- Data for review:
--- START ---
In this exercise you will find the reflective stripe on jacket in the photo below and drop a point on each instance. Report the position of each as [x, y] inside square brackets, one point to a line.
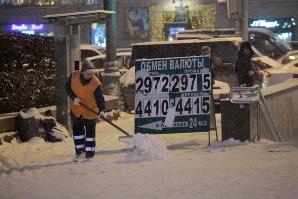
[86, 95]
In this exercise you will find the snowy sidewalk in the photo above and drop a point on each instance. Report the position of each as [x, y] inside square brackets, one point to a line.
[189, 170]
--- END ---
--- START ---
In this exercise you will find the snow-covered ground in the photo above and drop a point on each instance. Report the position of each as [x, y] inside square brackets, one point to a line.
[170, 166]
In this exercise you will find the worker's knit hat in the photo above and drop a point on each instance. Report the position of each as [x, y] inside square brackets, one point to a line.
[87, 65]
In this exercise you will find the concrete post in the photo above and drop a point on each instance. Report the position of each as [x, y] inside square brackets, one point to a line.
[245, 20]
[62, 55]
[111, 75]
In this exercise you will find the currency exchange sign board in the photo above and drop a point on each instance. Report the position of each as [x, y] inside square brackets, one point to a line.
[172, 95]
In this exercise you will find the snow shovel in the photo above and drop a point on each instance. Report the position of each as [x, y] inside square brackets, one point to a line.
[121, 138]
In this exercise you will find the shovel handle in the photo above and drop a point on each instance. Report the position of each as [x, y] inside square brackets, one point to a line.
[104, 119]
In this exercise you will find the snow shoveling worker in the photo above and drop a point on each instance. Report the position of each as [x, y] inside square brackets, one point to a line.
--- END ---
- Brief: Starting at the line that has "In this exercise you will find the snow shovel in" and ending at the line that has "In this exercise you will find the snow shoveling", please write out the lines above exactly, leaving out all others.

- Worked solution:
In this exercise you will find the snow shovel in the photo above and drop a point on each instance. Report the position of each as [x, y] inside square brackets, one point to a line.
[121, 138]
In this exercise you will find the shovel handle in the photo above and drop a point on each instance. Report the position of each as [x, y] inside square brackets, one point to a line.
[104, 119]
In this exercise you will find the snow shoveling worker in the photo above and drop a point on each instance. Report the position of each as [x, y] inside square brackets, one point to a line.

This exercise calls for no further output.